* **Exercise description**
Only the line containing "Shelf-audit task: drop a dot on every instance of the brown" and those after it, up to the end of the records below, are to be set down, exactly as written.

* **Data in this exercise**
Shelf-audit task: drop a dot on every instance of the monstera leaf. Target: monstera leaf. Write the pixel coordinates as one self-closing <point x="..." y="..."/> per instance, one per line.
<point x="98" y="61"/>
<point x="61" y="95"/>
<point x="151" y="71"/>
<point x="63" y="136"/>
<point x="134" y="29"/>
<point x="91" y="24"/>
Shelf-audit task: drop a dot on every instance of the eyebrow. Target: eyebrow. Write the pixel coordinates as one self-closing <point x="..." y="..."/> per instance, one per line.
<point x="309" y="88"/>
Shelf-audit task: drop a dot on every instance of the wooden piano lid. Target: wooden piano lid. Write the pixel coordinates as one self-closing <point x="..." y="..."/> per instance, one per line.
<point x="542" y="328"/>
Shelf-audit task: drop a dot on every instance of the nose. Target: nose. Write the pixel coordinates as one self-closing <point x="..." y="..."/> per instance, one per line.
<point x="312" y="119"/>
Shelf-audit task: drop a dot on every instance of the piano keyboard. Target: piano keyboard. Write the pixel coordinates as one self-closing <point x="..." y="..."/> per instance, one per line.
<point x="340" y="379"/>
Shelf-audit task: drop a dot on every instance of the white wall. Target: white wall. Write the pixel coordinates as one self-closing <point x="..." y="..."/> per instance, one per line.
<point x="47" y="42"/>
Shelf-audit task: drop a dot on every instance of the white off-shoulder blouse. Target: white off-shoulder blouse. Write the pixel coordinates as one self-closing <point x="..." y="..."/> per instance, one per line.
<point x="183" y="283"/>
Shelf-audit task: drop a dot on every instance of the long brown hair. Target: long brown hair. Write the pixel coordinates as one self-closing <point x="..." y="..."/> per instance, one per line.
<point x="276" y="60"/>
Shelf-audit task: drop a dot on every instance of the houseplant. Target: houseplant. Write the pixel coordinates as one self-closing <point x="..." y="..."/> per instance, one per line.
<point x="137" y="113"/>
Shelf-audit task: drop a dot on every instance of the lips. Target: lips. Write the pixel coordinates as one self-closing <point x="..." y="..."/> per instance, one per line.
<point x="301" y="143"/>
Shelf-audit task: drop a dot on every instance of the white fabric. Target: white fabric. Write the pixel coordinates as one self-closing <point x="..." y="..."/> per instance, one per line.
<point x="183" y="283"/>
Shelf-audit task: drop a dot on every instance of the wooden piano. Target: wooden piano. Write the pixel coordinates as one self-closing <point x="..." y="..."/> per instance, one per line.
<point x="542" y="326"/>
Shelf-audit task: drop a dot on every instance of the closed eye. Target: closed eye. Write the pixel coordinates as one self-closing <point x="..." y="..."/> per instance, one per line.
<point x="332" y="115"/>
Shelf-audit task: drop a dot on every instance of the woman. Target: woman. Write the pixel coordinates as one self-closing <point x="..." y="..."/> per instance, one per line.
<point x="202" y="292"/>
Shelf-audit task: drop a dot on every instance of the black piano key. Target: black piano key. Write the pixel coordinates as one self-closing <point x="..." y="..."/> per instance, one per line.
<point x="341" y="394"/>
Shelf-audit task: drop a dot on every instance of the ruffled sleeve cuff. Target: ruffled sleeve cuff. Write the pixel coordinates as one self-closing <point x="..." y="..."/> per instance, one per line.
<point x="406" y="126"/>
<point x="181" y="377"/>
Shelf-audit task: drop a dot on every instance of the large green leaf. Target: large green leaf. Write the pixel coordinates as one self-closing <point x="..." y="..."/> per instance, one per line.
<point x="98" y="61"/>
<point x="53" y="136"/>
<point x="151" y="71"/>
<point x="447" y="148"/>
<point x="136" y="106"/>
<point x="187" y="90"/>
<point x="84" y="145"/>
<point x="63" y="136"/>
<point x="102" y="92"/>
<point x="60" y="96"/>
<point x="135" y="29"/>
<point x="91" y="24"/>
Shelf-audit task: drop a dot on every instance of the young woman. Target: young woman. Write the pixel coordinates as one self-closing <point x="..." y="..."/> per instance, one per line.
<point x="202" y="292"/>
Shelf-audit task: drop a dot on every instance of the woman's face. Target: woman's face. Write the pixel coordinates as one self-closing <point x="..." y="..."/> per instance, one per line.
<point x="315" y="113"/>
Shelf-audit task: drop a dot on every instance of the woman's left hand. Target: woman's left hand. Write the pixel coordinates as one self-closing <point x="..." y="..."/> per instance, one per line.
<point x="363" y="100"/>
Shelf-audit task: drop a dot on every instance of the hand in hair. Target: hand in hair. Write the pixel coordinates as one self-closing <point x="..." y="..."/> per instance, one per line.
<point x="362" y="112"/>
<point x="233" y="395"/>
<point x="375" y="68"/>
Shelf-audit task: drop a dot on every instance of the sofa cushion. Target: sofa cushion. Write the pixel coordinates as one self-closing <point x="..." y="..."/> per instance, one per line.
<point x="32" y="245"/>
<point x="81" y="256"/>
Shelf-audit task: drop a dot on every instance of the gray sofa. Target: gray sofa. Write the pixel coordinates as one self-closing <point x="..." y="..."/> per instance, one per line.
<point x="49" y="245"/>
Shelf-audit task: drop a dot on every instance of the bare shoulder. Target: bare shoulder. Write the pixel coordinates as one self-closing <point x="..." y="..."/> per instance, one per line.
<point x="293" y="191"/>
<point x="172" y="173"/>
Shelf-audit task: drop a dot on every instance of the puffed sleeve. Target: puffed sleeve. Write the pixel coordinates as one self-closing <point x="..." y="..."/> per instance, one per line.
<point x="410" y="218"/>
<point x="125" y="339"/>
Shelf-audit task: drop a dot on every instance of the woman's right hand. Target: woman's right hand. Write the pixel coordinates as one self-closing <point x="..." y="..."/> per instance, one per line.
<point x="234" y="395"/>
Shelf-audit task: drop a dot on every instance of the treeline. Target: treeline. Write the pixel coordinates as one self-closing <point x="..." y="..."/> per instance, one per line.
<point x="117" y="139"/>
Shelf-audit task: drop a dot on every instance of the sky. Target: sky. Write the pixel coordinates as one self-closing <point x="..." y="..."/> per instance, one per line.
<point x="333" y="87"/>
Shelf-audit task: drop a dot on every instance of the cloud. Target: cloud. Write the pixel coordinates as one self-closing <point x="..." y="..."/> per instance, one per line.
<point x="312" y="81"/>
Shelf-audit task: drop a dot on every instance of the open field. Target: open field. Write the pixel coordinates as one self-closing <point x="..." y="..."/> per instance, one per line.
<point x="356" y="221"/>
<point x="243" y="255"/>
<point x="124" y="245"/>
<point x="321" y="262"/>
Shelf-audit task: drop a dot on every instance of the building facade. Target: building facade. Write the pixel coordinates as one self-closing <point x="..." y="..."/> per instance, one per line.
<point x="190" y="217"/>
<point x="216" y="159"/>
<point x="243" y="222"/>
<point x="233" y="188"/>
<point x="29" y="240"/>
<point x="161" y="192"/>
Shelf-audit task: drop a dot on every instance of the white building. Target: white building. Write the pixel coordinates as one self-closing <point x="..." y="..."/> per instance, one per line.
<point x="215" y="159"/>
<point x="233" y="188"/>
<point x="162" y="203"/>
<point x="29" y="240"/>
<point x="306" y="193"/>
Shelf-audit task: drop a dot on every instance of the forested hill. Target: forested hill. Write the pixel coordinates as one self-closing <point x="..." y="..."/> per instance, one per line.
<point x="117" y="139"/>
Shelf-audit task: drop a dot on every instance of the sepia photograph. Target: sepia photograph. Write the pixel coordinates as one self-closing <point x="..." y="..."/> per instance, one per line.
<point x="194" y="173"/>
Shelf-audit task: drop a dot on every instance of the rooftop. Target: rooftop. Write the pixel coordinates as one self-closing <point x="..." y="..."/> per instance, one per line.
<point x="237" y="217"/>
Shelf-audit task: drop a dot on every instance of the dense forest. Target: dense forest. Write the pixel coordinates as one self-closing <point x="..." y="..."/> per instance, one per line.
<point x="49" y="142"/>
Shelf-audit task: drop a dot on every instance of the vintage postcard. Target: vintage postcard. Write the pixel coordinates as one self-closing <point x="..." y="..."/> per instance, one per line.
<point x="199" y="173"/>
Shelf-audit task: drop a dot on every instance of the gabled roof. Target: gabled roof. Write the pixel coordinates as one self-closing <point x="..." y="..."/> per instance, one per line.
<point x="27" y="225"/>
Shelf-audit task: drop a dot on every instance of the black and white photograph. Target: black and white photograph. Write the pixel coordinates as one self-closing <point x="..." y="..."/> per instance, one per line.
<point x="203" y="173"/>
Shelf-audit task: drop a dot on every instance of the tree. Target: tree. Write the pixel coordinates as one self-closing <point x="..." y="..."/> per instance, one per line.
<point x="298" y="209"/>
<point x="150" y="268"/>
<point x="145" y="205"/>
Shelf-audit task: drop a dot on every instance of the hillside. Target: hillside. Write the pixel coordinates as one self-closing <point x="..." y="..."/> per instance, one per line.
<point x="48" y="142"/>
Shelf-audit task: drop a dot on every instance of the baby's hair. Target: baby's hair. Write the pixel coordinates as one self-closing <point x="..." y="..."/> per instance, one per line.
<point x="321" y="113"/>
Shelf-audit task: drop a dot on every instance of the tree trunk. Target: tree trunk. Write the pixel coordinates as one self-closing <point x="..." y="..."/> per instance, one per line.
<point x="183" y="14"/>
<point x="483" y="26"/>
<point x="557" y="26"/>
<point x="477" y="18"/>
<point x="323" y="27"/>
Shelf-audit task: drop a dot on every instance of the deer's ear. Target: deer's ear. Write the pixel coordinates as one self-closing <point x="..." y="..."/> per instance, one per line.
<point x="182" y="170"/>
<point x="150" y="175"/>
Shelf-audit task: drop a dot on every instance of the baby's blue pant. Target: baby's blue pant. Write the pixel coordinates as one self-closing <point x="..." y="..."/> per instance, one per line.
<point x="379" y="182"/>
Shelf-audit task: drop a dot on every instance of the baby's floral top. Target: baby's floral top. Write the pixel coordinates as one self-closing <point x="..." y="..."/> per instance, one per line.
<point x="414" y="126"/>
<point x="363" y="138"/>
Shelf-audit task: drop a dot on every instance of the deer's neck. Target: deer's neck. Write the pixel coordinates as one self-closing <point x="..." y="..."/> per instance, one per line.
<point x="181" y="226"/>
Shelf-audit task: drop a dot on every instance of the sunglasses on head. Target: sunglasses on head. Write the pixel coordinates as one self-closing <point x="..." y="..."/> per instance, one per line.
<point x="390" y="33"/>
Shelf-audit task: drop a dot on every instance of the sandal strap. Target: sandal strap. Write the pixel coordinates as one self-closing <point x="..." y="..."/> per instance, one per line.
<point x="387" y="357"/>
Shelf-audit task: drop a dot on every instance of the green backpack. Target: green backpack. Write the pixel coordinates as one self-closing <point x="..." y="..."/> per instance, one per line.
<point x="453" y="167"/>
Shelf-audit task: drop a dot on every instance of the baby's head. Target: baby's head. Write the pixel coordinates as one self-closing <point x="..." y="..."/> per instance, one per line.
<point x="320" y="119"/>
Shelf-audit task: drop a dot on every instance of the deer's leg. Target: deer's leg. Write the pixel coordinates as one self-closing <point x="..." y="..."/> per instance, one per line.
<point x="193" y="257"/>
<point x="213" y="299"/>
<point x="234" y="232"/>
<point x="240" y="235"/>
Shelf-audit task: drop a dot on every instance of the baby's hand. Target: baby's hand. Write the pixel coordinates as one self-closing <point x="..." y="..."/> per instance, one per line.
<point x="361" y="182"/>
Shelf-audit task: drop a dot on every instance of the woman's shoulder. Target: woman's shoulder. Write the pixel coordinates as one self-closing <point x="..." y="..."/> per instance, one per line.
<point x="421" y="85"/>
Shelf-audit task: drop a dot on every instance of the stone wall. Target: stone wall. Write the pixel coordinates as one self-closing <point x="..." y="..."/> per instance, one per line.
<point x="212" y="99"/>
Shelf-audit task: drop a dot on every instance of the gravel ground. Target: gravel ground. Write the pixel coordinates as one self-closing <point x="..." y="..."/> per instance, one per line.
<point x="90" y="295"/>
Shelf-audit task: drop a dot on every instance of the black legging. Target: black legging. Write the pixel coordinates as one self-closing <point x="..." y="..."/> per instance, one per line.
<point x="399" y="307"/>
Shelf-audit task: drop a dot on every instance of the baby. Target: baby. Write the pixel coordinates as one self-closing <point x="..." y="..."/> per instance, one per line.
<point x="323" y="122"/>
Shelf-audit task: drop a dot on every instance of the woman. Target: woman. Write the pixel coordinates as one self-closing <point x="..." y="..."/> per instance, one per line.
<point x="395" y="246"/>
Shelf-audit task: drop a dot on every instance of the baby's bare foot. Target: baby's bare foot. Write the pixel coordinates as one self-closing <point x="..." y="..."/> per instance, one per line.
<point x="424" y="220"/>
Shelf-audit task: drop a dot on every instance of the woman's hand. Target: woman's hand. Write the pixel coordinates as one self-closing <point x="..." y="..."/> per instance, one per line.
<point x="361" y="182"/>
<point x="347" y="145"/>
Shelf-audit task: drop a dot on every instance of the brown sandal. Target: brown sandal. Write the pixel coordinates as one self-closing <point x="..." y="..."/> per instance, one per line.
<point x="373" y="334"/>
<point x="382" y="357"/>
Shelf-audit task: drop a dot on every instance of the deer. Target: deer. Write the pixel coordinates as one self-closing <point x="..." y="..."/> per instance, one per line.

* **Exercise answer**
Shelf-audit task: drop a dot on every instance of the brown sandal. Target: brown sandal. Write the pixel coordinates as one self-closing <point x="..." y="..."/> per instance, one per line.
<point x="373" y="334"/>
<point x="382" y="357"/>
Shelf-audit task: drop a dot on every instance of the deer. Target: deer. Write the pixel coordinates as one self-closing <point x="..." y="..."/> per instance, one per line.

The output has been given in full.